Extract:
An orangutan has successfully treated a wound with medicine from a tropical plant - the latest example of how some animals attempt to soothe their own ills with remedies found in the wild.
Scientists observed a wild orangutan in Indonesia’s Gunung Leuser National Park - pluck and chew up leaves of a medicinal plant used by people throughout Southeast Asia to treat pain and inflammation. Remarkably, Rakus (as the animal has been named), an adult male orangutan, then used his fingers to apply the plant juices to an injury on the right cheek. Afterward, he pressed the chewed plant to cover the open wound like a makeshift bandage, according to a new study in Scientific Reports.
Previous research has documented several species of great apes foraging for medicines in forests to heal themselves, but scientists hadn’t yet seen an animal treat itself in this way.
“This is the first time that we have observed a wild animal applying a quite potent medicinal plant directly to a wound,” said co-author Isabelle Laumer, a biologist at the Max Planck Institute of Animal Behavior in Konstanz, Germany.
“If this behaviour exists in some of our closest living relatives, what could that tell us about how medicine first evolved?” said Tara Stoinski, president and chief scientific officer of the nonprofit Dian Fossey Gorilla Fund.

Dataset records:

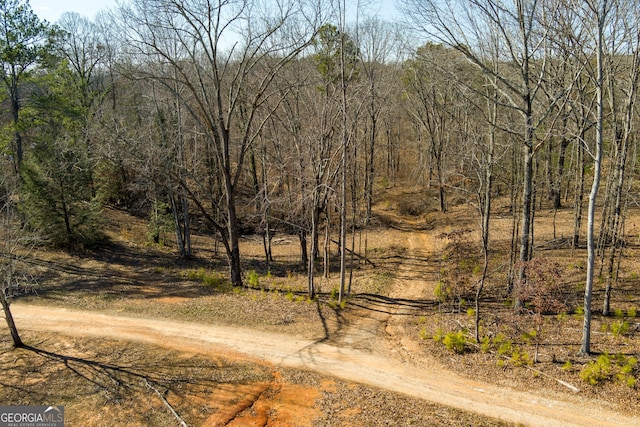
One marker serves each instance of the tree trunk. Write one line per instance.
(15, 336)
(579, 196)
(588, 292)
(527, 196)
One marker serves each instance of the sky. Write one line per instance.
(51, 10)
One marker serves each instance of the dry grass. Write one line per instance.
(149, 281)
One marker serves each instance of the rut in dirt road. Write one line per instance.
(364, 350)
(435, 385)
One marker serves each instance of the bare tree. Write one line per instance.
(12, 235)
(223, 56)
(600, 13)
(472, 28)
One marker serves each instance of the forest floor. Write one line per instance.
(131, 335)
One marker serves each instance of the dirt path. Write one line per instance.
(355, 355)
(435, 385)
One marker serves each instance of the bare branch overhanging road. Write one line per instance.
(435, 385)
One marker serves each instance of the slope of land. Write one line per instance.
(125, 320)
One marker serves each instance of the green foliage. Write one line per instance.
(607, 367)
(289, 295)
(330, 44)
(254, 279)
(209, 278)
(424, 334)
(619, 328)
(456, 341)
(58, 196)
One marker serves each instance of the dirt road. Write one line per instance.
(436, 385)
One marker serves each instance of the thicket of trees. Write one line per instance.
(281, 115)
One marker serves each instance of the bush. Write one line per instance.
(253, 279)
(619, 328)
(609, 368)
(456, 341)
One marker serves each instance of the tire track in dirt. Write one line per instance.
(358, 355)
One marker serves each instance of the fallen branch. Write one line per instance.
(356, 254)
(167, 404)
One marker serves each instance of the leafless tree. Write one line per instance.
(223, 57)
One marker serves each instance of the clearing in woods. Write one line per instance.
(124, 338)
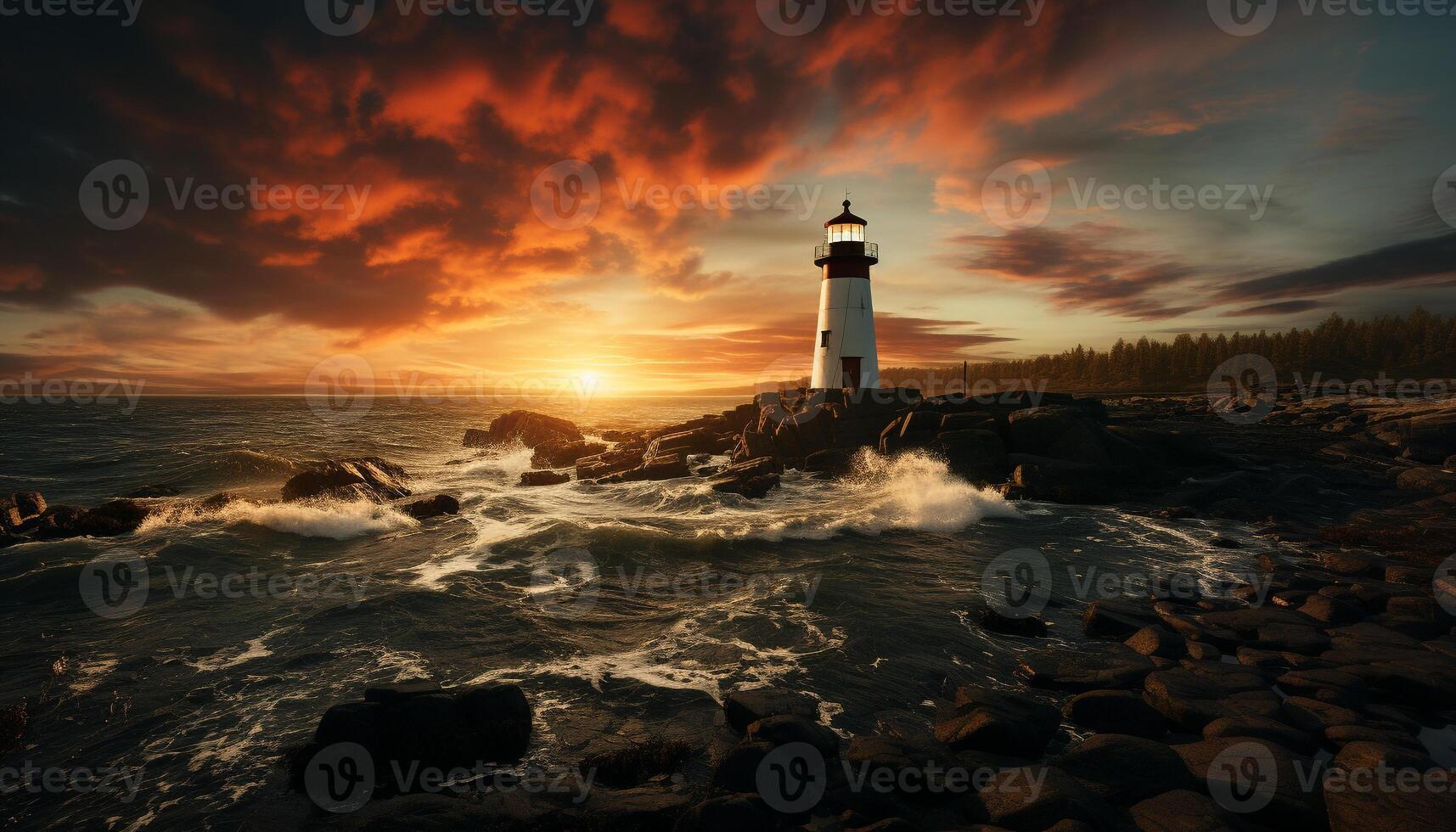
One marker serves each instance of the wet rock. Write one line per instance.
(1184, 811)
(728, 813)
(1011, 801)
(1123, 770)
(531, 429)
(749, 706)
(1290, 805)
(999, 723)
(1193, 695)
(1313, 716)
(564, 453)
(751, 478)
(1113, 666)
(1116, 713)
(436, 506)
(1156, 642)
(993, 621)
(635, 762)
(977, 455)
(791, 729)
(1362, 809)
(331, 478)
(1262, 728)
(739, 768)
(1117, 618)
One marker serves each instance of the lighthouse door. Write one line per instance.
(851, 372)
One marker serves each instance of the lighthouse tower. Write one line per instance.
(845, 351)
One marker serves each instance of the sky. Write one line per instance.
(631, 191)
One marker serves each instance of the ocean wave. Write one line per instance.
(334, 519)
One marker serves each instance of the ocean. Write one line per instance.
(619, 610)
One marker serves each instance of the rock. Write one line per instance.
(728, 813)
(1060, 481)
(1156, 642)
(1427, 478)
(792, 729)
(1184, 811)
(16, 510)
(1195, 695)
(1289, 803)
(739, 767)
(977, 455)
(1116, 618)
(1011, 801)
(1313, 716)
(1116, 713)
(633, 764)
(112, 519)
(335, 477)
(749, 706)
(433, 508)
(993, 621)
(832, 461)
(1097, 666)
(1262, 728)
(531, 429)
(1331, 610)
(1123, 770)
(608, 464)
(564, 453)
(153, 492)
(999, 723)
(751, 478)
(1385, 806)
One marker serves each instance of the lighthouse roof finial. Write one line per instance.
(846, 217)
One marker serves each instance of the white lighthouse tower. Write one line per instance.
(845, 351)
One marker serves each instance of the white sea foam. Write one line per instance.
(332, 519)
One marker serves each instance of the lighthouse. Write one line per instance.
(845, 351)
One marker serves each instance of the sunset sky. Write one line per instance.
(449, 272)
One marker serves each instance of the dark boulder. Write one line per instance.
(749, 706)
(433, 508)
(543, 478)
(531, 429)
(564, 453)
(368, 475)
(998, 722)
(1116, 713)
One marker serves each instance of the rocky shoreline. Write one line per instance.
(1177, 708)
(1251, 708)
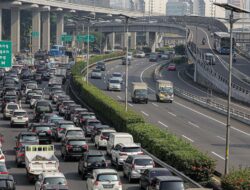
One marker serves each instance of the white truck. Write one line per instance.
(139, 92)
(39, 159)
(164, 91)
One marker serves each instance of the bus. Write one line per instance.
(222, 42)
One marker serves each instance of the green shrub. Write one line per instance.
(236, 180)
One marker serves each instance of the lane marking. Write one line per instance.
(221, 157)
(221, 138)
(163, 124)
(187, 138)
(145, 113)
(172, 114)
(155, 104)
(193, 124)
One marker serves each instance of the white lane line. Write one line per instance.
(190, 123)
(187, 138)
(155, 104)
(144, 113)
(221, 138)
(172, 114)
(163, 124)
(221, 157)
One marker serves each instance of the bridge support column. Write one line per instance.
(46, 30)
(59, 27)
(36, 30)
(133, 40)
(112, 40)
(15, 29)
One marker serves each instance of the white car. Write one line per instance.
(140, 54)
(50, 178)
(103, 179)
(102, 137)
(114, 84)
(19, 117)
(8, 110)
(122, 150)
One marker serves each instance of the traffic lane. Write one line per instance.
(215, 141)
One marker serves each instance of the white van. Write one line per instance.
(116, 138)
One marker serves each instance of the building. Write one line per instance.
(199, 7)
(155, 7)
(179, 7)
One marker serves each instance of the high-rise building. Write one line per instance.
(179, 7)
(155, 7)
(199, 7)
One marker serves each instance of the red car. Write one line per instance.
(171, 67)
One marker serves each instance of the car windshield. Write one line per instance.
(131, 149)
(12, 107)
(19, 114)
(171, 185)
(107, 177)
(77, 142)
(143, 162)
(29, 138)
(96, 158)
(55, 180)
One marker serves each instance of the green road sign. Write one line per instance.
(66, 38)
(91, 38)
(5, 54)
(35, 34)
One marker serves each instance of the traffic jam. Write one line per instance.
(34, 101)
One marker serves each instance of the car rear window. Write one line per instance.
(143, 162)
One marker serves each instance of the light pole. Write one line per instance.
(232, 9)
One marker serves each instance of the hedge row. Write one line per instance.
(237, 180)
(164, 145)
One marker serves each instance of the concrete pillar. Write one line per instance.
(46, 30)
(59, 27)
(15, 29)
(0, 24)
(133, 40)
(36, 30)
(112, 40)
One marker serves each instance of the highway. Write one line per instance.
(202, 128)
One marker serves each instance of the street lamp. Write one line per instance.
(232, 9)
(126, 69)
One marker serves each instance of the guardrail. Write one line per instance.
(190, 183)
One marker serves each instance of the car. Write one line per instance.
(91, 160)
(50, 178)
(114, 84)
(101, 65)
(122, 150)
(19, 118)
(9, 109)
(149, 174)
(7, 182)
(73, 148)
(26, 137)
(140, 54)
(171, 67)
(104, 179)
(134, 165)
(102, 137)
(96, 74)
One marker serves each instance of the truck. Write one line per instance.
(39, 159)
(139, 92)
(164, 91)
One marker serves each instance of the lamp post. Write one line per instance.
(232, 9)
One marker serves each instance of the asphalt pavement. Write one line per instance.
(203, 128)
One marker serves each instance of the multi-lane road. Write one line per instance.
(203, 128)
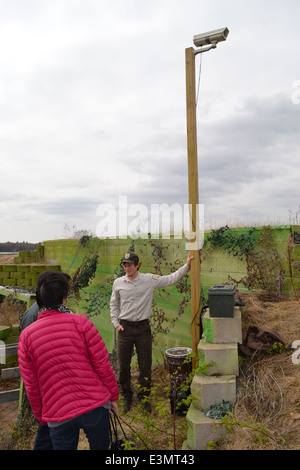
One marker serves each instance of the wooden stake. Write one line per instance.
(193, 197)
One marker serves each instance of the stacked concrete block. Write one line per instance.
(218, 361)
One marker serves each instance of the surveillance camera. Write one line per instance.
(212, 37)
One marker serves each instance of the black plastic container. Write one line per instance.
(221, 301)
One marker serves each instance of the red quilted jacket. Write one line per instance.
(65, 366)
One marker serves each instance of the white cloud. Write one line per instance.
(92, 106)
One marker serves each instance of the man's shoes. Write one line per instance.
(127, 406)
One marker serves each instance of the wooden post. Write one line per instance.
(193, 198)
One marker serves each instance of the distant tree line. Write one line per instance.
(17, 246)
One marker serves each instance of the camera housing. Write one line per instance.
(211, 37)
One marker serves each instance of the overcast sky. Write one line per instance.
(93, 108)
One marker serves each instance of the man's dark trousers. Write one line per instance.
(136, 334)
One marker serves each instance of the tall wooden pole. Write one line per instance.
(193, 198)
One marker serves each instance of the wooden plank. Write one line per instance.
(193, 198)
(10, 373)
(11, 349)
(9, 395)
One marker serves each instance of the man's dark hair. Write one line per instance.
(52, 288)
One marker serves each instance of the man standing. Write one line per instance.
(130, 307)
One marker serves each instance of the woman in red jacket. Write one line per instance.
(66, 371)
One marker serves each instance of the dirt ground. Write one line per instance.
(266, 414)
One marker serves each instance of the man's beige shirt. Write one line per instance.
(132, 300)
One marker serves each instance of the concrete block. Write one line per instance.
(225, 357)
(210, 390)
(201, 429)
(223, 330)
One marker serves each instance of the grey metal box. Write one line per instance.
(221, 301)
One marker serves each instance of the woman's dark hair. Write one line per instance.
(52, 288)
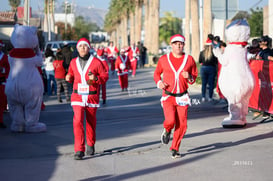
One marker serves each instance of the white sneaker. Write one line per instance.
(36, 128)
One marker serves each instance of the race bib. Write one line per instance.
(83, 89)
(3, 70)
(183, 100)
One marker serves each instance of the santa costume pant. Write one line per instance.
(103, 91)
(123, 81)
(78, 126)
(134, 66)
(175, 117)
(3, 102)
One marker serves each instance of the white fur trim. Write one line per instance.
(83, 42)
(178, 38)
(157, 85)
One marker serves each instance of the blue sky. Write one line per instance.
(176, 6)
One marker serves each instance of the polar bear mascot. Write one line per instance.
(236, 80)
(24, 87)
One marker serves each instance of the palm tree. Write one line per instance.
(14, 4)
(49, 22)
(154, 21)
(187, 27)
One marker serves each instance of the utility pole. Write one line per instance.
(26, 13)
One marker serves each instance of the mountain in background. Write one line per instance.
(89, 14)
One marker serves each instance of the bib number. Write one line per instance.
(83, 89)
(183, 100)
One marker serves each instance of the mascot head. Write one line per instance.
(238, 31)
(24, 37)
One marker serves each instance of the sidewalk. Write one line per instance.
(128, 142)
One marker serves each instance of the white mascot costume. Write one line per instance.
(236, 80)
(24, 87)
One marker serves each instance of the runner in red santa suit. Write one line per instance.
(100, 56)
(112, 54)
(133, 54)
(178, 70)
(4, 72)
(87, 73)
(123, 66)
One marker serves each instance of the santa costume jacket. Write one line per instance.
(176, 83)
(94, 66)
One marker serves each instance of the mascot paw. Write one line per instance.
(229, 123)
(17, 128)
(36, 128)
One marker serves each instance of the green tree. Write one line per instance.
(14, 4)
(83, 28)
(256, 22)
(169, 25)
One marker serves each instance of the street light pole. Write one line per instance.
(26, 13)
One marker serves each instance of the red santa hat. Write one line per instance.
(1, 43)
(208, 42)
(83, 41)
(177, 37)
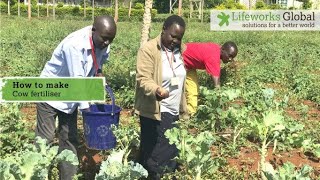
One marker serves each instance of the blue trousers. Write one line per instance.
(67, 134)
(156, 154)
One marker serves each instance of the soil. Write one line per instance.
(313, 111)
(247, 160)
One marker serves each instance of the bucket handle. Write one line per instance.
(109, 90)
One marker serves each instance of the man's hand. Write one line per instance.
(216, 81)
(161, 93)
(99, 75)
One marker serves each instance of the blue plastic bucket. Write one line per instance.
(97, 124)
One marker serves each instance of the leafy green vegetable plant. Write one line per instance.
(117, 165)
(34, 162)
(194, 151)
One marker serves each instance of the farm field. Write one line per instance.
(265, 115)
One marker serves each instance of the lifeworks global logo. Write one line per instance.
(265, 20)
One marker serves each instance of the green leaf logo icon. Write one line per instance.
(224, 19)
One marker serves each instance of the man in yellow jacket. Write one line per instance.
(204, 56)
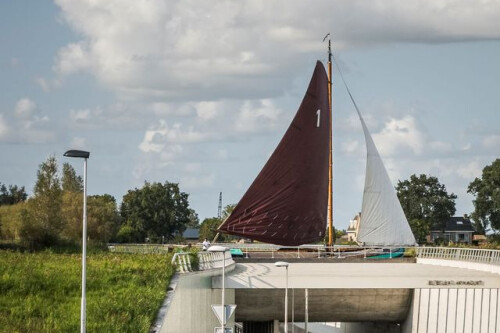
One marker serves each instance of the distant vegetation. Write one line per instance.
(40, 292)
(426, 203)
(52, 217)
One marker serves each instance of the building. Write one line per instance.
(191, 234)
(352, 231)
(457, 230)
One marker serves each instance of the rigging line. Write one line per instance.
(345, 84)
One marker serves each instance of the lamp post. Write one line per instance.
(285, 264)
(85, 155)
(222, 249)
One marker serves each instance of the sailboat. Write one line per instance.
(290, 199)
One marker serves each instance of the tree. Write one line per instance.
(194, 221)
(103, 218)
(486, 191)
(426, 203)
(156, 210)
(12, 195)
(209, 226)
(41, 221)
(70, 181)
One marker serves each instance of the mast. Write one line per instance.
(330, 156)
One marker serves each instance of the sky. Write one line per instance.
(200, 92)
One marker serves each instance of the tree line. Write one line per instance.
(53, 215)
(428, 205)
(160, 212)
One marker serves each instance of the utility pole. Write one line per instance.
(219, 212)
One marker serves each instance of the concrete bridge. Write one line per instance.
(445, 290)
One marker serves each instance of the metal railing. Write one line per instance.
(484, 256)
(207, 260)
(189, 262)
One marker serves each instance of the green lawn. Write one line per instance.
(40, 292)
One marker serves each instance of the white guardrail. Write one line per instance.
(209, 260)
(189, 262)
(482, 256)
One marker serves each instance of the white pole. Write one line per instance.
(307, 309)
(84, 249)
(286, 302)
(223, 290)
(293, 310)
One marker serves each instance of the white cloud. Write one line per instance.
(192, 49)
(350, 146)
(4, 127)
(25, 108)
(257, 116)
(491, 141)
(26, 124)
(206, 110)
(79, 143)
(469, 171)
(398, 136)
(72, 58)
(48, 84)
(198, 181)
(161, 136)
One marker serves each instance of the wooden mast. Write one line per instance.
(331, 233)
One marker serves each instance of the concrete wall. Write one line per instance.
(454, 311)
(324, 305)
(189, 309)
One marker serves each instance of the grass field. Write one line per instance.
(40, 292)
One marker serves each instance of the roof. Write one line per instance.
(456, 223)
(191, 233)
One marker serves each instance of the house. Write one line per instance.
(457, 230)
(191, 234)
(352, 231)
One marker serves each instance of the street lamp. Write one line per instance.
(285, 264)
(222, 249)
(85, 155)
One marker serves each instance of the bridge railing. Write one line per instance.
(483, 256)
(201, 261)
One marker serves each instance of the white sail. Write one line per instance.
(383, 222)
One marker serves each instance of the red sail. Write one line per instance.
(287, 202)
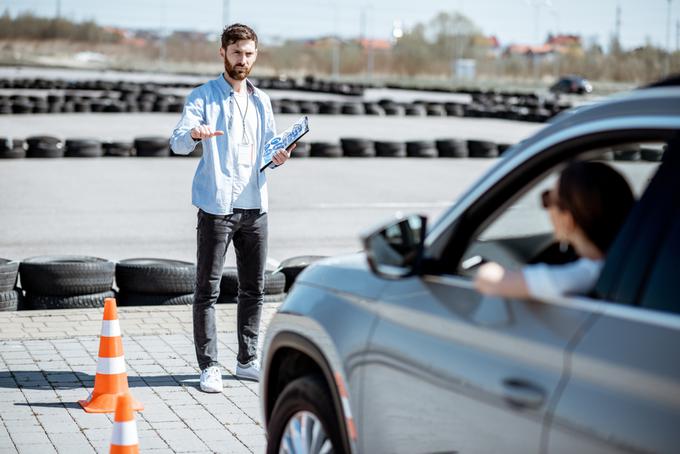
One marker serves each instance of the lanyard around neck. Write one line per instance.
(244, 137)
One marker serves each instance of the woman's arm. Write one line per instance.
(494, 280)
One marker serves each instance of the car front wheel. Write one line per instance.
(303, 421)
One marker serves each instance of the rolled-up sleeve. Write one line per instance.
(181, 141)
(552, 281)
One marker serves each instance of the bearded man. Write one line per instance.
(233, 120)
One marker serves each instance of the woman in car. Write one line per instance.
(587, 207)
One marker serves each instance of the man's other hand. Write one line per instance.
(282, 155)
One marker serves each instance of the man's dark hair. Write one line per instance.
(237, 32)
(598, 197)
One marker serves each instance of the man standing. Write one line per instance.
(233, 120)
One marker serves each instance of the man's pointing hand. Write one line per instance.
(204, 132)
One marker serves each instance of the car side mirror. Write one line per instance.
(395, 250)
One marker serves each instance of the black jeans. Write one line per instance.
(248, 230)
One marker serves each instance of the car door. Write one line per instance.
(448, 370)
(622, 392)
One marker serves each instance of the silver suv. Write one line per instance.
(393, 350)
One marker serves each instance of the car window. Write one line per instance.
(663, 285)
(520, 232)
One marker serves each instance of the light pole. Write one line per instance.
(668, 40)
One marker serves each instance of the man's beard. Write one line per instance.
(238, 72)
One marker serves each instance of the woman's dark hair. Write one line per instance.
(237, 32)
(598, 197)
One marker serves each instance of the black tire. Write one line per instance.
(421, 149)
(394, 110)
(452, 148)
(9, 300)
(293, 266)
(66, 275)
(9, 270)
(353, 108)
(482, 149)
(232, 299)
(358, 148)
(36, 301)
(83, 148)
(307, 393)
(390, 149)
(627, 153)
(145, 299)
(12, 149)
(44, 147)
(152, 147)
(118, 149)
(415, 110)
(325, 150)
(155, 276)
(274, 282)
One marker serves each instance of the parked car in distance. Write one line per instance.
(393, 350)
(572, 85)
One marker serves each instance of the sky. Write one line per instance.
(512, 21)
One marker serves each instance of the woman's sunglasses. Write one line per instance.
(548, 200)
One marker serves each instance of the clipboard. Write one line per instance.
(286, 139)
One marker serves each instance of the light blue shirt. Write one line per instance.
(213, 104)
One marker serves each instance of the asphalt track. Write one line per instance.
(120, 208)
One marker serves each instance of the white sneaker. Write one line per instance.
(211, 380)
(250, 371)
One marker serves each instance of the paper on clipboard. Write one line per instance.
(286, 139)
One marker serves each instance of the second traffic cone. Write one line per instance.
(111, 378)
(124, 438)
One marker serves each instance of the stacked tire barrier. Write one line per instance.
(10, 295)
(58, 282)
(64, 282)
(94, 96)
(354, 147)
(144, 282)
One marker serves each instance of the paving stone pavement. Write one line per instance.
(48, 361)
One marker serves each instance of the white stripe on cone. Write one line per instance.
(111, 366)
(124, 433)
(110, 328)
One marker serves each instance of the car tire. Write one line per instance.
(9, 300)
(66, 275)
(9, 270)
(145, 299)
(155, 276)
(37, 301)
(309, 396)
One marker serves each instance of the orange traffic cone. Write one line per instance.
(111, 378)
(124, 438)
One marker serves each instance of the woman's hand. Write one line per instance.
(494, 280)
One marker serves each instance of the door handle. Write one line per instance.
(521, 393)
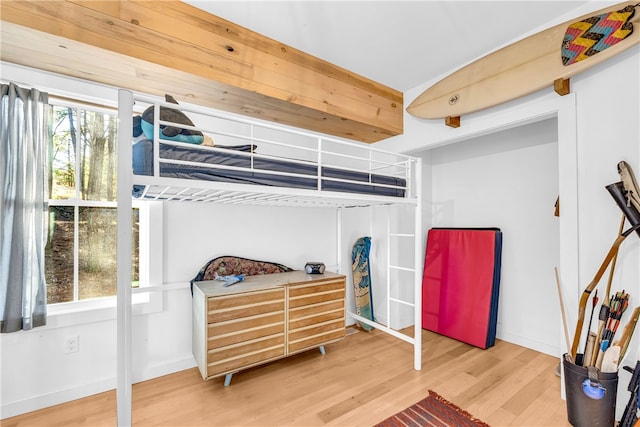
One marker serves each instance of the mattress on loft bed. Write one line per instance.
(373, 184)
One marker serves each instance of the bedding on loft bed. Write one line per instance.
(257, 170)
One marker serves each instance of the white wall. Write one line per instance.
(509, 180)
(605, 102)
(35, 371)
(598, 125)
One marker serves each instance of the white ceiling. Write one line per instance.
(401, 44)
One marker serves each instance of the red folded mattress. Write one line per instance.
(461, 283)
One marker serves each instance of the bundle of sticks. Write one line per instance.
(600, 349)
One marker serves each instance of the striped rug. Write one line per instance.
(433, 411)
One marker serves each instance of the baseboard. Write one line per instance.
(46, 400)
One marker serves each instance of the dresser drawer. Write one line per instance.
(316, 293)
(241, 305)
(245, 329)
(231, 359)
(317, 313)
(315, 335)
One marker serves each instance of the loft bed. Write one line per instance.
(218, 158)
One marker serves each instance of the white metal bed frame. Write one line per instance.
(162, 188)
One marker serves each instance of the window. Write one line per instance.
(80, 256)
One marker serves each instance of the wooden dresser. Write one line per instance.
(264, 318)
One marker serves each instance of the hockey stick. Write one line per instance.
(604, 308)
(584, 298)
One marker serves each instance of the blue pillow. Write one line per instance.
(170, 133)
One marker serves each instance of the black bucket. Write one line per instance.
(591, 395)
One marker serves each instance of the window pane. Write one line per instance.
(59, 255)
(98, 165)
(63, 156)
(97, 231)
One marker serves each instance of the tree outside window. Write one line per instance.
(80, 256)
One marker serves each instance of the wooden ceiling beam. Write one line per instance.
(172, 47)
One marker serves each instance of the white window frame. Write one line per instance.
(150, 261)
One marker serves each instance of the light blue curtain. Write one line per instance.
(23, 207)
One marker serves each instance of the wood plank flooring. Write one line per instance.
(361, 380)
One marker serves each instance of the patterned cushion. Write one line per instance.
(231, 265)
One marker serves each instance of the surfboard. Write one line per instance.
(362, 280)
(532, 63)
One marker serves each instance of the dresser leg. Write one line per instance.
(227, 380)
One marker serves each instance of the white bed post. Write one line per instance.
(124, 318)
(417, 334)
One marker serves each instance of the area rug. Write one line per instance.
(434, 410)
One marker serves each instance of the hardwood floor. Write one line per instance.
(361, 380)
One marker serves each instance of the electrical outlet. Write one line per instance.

Assignment: In the orangutan article, where on the orangutan's body was the wound he treated? Answer from the text alone, not from the lines.

Response to the task: The wound was on his right cheek.